The input
↓↓↓
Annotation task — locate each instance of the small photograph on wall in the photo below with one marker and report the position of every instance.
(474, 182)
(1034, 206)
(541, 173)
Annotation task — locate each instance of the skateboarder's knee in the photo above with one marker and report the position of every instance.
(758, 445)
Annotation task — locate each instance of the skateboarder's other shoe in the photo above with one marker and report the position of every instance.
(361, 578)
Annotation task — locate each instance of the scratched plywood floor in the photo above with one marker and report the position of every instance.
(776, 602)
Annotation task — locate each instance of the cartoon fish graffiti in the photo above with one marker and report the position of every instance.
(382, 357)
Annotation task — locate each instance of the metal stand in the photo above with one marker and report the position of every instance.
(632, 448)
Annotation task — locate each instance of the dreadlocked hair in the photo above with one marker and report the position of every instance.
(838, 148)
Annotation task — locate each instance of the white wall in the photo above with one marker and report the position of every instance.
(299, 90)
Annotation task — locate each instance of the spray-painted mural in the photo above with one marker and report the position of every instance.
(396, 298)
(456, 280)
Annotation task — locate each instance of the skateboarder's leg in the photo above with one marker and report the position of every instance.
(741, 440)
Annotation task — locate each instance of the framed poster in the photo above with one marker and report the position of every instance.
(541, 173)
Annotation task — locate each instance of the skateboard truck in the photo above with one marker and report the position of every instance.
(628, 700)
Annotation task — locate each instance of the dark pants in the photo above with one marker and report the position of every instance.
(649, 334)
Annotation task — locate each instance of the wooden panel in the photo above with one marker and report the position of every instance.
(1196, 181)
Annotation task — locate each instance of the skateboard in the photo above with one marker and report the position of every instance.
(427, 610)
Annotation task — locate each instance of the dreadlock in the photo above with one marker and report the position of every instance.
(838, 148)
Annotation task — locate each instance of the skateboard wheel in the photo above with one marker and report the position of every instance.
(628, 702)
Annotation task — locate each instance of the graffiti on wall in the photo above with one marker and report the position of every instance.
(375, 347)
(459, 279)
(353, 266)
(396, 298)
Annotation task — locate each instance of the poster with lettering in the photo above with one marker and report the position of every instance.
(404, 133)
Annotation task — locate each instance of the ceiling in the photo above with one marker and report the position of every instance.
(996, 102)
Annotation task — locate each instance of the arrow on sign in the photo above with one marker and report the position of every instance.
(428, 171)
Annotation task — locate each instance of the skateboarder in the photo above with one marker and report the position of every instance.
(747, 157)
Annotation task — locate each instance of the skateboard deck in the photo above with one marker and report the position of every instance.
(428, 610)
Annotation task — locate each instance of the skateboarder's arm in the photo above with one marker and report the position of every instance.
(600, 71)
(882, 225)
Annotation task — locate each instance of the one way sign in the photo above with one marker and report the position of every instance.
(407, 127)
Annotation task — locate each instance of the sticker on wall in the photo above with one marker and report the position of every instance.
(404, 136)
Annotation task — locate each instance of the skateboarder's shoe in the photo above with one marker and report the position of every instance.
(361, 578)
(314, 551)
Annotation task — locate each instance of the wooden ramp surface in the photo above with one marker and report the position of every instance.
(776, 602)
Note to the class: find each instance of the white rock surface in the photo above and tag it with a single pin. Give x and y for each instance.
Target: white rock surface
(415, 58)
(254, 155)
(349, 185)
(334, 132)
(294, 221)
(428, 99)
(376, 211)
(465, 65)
↑↑↑
What needs to be done
Can you reproduce all the material exactly?

Expected answer
Annotation task — locate each instance of the small photograph on wall in the photo below with one marker and report the position of every instance.
(474, 182)
(1034, 206)
(541, 173)
Annotation task — locate each instance of the skateboarder's knee in the photo above with one marker and report the position of every instance.
(758, 445)
Annotation task — locate each instance of the skateboarder's other shoe in the photo above with one marker and report the position of every instance.
(361, 578)
Annotation task — locate each instance of the scratched plywood floor in the photo above with one marker and report the position of every instance.
(776, 602)
Annotation task — locate each instance of the cartoon fish graffiti in the photo above with one marker and report the position of every instance.
(382, 357)
Annotation task — locate each instance of the metal stand in the photo above with one marker and report the position of every instance.
(632, 448)
Annotation task — locate each instance of the dreadlocked hair in the photo above with one marker and report the position of every instance.
(838, 148)
Annotation task — locate each instance of the white wall in the photo above with one marker and report the position of every instance.
(299, 90)
Annotation task — locate each instance of the spray-painted mural in the photo above with one marker and report the position of every instance.
(396, 298)
(456, 280)
Annotation task — locate each instance of the skateboarder's leg in the photo above with one marker and report the position of every instance.
(741, 440)
Annotation task — locate each instance of the framed poster in the photo above with one marker and report the position of every instance.
(541, 173)
Annotation task — locate each instance of the skateboard truck in the photo above with one marker and report the position of every instance.
(628, 700)
Annotation task — locate each instance of the dark pants in the photo above with one marker and report the position of every instance.
(649, 334)
Annotation task — locate each instance of the wooden panel in the photo above with one marker and report the position of every instance.
(1196, 181)
Annotation task — locate each instance of the skateboard in the photo above with one marker and report the position of every instance.
(427, 610)
Annotation task — locate each instance of the dreadlock in the photo above with one marker and report the position of every instance.
(838, 148)
Annotation task — locate each instance of the skateboard wheel in the photo above with one marker and report the position of every instance.
(628, 702)
Annotation task — locate each instance of the graffiti on wall in the photo above with one marker and report the position of every instance.
(375, 347)
(459, 279)
(353, 266)
(396, 298)
Annotation task — locate each instance of the poster with lettering in the photo above with one marker and report the position of every instance.
(404, 133)
Annotation task — locate each instance of the ceiling in the photo above with one marker and report the position of every instance.
(996, 102)
Annotation task — locate each instance of the arrow on sign in the photo above with one marker and report the position of every instance.
(428, 171)
Annotation task — locate each instance of the skateboarder in the photo above with one marker and report the position of every instance.
(747, 157)
Annotation task — locate each instance of the skateboard deck in the photo above with one marker and report the position of every instance.
(428, 610)
Annotation task — locate each instance of the skateboarder's arm in the photo above with one marker and report the position of every instance.
(600, 71)
(882, 225)
Annotation task — locate each instance of the one way sign in the photo above with one marker and report the position of every instance.
(407, 127)
Annotation task — locate each instance of the sticker on wall in the photo above with one marker and report the position of every instance.
(404, 136)
Annotation task — locate each instance of the skateboarder's shoe in the photo above with one marker and report the position of every instance.
(361, 578)
(314, 551)
Annotation task — locate each instance of the wooden ramp surface in the photo above with one marker and report the position of every instance.
(776, 602)
Note to the class: find each instance of the white rock surface in the photo above and tag it with a single pin. Give x and y for each instance.
Target: white rock surface
(415, 58)
(254, 155)
(349, 185)
(334, 132)
(294, 221)
(428, 99)
(376, 211)
(465, 65)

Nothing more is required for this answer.